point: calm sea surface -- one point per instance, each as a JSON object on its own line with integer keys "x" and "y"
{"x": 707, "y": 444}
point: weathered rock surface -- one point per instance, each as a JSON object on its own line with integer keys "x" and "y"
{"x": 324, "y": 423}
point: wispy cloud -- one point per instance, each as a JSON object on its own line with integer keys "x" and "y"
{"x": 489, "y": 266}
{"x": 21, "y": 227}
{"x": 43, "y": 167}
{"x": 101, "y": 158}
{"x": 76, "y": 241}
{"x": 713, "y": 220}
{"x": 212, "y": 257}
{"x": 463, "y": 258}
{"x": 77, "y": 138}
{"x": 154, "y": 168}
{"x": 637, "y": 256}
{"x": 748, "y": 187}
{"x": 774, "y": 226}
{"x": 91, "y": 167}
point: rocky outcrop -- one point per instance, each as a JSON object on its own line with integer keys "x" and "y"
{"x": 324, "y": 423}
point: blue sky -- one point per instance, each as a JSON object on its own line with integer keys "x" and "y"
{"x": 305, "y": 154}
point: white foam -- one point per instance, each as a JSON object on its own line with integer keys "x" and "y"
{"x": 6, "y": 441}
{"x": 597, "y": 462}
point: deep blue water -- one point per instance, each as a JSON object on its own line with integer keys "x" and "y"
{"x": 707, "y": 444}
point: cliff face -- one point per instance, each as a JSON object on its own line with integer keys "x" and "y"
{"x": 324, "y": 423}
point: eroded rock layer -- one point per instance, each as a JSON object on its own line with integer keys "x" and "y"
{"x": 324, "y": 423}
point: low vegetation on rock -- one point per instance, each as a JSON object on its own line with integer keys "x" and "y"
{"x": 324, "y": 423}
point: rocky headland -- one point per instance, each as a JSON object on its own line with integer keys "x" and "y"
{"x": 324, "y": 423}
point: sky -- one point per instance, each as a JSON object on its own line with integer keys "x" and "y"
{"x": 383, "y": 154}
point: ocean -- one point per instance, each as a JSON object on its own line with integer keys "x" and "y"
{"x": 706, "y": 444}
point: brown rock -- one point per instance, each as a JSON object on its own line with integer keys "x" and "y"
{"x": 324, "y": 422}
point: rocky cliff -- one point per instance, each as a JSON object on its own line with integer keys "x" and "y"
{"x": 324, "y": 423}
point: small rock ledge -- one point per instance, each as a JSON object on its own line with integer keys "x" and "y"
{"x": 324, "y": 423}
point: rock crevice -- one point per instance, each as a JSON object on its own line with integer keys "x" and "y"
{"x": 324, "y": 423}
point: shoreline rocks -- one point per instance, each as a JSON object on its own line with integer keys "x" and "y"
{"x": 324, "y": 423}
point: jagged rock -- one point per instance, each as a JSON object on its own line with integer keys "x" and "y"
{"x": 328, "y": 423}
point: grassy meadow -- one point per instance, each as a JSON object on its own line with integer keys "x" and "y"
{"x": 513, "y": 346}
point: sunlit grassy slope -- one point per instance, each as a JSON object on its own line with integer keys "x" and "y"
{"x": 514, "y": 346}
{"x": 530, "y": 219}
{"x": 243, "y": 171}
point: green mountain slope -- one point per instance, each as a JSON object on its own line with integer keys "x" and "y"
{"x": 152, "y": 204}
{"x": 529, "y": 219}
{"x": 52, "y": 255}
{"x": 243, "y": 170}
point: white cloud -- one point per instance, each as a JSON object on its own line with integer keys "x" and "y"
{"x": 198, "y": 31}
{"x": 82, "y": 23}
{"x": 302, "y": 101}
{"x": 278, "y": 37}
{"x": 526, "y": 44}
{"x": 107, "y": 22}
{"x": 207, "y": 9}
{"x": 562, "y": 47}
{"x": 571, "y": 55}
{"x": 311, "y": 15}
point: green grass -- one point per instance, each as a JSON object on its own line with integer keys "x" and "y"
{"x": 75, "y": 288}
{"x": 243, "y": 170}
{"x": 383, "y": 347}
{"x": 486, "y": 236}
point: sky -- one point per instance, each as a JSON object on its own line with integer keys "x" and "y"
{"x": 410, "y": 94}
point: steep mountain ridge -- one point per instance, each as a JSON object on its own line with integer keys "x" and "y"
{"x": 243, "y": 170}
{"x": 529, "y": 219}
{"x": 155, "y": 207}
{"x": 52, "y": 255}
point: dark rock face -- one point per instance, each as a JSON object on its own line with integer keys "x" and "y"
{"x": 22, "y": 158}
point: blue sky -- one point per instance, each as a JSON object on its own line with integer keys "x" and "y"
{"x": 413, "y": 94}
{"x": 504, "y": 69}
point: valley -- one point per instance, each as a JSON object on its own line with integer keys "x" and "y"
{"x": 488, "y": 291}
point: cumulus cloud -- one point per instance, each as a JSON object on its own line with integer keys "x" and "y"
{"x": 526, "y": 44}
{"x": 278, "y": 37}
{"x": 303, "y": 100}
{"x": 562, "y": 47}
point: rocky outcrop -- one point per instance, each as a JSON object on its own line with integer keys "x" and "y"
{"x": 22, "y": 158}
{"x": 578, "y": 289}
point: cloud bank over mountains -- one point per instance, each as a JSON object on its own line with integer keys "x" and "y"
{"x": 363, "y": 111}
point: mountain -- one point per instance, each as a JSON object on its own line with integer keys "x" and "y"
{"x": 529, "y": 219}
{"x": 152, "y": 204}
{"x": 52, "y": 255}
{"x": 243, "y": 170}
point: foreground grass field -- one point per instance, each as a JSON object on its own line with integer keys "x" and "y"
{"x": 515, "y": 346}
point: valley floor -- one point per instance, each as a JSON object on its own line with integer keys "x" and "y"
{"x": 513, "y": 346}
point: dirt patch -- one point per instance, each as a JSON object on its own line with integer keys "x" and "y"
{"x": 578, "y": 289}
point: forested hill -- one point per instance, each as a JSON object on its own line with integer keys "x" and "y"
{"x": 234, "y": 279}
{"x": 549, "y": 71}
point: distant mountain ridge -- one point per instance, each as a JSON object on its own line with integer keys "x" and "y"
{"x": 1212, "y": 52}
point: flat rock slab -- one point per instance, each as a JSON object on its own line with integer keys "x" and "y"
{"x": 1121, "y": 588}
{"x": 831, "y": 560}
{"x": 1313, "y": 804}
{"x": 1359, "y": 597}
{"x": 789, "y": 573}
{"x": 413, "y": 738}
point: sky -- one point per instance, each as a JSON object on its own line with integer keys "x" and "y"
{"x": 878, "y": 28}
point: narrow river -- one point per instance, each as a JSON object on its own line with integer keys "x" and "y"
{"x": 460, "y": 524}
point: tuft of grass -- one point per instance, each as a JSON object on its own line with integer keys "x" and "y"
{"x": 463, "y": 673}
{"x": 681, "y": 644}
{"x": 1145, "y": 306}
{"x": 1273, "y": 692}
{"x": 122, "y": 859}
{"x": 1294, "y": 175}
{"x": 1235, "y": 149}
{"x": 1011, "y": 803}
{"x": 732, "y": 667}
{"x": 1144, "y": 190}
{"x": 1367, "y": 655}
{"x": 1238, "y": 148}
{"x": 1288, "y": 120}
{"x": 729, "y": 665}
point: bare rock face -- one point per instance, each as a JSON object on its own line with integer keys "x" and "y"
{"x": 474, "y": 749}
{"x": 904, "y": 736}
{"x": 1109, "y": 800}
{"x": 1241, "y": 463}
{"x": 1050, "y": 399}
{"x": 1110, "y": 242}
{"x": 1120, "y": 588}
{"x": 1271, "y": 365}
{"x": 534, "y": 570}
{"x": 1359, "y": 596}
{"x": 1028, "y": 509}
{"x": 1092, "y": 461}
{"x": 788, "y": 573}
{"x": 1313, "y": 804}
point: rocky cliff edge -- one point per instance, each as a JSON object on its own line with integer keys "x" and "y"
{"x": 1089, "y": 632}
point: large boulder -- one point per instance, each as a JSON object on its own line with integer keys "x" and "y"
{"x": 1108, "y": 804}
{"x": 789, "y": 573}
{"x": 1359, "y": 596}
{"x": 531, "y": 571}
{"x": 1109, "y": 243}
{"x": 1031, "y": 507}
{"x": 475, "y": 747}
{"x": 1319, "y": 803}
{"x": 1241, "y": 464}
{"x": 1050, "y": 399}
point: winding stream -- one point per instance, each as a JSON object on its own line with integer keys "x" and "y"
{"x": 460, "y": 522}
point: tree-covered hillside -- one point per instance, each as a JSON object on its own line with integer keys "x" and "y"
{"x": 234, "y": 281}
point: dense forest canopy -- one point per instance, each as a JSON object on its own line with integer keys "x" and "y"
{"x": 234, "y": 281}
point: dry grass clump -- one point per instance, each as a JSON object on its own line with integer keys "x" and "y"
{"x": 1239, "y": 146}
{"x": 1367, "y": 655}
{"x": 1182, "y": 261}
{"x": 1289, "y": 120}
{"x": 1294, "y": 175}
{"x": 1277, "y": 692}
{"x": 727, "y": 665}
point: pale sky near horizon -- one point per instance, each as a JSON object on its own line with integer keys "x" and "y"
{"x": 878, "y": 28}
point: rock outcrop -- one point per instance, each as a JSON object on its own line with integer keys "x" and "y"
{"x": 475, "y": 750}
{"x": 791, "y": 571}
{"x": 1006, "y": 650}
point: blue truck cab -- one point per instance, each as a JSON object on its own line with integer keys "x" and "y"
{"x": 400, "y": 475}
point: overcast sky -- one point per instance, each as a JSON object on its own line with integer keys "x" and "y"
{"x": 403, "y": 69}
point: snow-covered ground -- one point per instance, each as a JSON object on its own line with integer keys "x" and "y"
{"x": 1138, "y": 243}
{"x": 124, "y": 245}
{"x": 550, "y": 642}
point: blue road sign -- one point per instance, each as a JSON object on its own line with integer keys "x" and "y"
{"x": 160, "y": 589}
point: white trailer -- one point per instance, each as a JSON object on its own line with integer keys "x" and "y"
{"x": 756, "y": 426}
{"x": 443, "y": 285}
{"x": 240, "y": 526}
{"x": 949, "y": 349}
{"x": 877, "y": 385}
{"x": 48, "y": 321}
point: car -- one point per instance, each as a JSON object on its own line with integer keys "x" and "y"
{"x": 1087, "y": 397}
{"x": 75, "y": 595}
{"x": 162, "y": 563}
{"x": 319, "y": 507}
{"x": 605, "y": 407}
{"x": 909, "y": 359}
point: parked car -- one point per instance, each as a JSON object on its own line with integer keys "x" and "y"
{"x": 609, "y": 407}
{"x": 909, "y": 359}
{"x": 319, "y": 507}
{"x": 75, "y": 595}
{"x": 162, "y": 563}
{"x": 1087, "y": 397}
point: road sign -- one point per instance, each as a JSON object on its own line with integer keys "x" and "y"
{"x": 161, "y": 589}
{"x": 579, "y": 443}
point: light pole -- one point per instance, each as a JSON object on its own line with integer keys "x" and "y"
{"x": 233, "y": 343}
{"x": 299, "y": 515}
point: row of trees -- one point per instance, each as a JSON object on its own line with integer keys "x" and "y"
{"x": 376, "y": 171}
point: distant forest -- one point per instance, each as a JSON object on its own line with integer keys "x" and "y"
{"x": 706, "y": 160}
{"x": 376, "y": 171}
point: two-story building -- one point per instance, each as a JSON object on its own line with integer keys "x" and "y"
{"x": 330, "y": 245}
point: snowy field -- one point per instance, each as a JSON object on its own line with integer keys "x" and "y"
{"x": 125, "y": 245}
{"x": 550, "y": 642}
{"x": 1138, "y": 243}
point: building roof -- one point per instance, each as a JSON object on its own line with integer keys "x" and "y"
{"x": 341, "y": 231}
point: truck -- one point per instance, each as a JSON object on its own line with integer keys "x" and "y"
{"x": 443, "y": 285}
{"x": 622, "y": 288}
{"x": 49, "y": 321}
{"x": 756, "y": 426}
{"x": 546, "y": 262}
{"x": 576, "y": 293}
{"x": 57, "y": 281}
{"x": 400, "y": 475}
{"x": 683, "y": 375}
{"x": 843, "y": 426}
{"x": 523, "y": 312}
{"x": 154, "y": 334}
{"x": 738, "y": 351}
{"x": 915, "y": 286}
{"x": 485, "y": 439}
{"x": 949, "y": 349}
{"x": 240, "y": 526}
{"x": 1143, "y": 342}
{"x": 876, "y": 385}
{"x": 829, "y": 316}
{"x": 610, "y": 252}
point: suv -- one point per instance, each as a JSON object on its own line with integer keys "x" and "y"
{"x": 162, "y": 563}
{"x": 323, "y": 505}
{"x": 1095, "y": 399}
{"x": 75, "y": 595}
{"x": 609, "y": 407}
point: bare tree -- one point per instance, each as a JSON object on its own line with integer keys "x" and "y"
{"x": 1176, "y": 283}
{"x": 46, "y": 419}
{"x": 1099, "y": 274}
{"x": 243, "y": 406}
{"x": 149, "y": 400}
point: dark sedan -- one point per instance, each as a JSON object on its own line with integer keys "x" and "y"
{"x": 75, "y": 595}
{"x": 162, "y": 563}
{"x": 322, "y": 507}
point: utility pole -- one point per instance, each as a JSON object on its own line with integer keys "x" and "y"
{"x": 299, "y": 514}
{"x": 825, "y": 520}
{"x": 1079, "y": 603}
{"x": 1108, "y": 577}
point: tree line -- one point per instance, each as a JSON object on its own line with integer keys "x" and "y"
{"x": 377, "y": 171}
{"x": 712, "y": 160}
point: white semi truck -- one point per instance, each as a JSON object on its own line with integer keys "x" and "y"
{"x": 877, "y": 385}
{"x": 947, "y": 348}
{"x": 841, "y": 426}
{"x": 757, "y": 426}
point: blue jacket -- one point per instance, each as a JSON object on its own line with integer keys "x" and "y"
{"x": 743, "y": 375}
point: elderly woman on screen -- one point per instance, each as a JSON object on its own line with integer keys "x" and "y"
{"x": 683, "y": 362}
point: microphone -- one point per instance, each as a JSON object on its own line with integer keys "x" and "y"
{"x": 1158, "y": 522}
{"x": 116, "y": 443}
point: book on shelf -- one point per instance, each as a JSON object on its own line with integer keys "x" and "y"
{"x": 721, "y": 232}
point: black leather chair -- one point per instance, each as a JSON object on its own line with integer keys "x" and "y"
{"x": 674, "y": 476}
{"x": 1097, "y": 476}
★ ★ ★ ★ ★
**Exercise**.
Starting with the line that contains "point: elderly woman", write out each line through the end of the listing, exactly as it appears, and include nothing else.

**Reply**.
point: elderly woman on screen -- one point per instance, each as a JSON object on its own line with integer keys "x" and "y"
{"x": 683, "y": 362}
point: microphone -- one point per instance, each as a JSON object on its own line with integer keys "x" and "y"
{"x": 1158, "y": 522}
{"x": 116, "y": 443}
point: book on shelf -- one point per instance, each as a JSON object on its own line with integer keys "x" and "y"
{"x": 721, "y": 232}
point: black leather chair -- one point per instance, each as a JSON object on its own line with integer keys "x" and "y"
{"x": 674, "y": 476}
{"x": 1097, "y": 476}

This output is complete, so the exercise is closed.